The funds -- which are part of a $400 million package set aside for teaching hospitals -- are due to the different economic considerations of for-profit and educational institutions, said University Health System Executive Vice President for Government Relations and Public Affairs Alan Rosenberg.

Hospitals that train residents spend more money than strictly for-profit institutions, since education requires more personnel, more sophisticated diagnostic equipment and experts in rare disorders. Such costs are known as indirect medical education expenses, or IMEs.

Graduate education subsidies are usually "linked to the number of medical residents the hospital is training. The more residents a hospital has, the more payments they receive," Wharton School Professor Sean Nicholson explained.

Consequently, the exact amount given to the University's Health System each year will change, Rosenberg said. Projections indicate that Penn's share of IME funding will increase each year and go into the general operations budget, he added.

Health System officials will not only be impacted by the provisions -- they also helped to create them.

■ Assigned task 1 ■
According to the article on teaching hospital funding, how large is the package set aside for teaching hospitals?
■ Assigned task 2 ■
Retype the hospital funding article from "Graduate education subsidies" to "to create them.".

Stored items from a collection
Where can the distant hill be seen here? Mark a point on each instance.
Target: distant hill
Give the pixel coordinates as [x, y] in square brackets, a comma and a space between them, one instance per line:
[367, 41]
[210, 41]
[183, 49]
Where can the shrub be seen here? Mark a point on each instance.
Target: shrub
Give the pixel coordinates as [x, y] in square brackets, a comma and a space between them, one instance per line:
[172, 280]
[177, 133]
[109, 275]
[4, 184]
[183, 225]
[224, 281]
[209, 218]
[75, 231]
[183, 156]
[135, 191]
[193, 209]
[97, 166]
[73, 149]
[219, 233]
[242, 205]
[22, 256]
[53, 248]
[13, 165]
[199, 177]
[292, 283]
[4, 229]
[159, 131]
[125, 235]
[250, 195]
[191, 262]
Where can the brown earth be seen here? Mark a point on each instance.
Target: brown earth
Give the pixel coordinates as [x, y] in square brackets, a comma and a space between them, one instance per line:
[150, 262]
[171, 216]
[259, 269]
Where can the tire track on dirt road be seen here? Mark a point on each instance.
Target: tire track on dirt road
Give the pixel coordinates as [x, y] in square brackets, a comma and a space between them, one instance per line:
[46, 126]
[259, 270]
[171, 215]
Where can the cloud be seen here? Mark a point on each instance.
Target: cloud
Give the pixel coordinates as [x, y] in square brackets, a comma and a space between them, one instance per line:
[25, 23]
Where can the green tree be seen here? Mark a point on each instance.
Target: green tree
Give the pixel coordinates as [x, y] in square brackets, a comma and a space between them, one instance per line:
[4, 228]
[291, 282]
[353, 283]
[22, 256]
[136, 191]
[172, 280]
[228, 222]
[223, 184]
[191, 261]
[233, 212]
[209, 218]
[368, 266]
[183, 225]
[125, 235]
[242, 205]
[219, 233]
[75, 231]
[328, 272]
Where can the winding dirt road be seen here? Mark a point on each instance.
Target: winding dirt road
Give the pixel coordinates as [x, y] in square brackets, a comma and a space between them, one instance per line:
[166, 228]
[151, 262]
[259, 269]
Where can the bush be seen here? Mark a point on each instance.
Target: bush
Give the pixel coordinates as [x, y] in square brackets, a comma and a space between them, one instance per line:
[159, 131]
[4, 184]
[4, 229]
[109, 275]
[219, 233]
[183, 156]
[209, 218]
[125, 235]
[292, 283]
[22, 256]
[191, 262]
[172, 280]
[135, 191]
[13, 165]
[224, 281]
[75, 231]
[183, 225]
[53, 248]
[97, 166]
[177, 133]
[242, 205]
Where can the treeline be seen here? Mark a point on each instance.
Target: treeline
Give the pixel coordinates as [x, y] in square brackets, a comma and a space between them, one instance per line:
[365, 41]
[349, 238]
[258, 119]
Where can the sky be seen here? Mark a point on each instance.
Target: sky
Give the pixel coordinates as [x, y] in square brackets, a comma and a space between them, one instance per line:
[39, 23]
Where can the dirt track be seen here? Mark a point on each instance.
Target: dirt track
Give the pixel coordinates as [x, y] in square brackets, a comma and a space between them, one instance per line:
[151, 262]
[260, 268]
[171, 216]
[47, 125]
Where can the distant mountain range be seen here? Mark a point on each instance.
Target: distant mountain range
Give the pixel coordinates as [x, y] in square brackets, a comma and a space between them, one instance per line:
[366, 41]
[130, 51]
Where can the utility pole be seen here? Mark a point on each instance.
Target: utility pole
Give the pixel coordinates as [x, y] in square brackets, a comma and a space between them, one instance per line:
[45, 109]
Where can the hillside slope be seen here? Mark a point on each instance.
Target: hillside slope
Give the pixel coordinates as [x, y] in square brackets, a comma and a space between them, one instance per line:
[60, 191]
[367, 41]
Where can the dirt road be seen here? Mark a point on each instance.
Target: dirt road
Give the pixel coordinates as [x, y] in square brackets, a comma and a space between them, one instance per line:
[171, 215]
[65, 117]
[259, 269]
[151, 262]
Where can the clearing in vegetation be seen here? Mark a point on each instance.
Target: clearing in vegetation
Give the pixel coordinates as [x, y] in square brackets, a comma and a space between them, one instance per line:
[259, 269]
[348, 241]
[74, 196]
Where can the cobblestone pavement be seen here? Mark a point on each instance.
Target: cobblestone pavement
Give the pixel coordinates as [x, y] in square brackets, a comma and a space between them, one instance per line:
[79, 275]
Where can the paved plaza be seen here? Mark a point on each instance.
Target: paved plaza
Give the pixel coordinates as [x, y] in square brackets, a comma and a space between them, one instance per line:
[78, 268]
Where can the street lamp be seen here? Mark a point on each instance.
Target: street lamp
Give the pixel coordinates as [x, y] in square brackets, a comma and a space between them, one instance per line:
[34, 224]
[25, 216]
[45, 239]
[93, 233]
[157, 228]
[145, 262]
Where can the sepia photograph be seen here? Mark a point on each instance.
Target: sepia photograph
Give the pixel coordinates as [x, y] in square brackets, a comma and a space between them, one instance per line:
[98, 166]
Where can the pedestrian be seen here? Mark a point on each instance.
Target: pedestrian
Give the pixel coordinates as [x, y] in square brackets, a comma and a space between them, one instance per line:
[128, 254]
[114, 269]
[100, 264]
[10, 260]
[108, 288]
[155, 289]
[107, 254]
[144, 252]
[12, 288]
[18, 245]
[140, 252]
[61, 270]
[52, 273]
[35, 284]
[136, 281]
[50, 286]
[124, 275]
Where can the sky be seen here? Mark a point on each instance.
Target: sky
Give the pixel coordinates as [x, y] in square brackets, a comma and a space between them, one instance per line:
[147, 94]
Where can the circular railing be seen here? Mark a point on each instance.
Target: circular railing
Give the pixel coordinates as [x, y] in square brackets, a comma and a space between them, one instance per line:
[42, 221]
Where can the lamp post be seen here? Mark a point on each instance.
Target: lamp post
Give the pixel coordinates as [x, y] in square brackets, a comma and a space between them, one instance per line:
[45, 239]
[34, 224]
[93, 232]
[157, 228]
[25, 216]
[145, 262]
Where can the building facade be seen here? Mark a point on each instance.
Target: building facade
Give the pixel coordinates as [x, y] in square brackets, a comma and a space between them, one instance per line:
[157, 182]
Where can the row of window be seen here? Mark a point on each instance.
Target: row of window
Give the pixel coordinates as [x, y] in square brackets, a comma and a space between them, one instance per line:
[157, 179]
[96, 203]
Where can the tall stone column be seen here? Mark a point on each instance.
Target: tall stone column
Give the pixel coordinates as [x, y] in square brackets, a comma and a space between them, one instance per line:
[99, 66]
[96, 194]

■ Worked solution 1 ■
$400 million

■ Worked solution 2 ■
Graduate education subsidies are usually "linked to the number of medical residents the hospital is training. The more residents a hospital has, the more payments they receive," Wharton School Professor Sean Nicholson explained.

Consequently, the exact amount given to the University's Health System each year will change, Rosenberg said. Projections indicate that Penn's share of IME funding will increase each year and go into the general operations budget, he added.

Health System officials will not only be impacted by the provisions -- they also helped to create them.